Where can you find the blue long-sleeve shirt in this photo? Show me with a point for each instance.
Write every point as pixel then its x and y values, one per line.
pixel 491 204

####################

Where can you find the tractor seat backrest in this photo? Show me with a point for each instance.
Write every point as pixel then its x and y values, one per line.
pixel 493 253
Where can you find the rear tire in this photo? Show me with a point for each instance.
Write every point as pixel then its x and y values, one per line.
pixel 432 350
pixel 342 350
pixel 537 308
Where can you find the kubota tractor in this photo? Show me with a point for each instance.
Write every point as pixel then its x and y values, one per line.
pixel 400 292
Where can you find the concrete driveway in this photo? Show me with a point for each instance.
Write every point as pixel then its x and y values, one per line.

####################

__About this exercise__
Determine the number of lines in the data that include the string "Where". Only that number belongs in the answer.

__Written reply__
5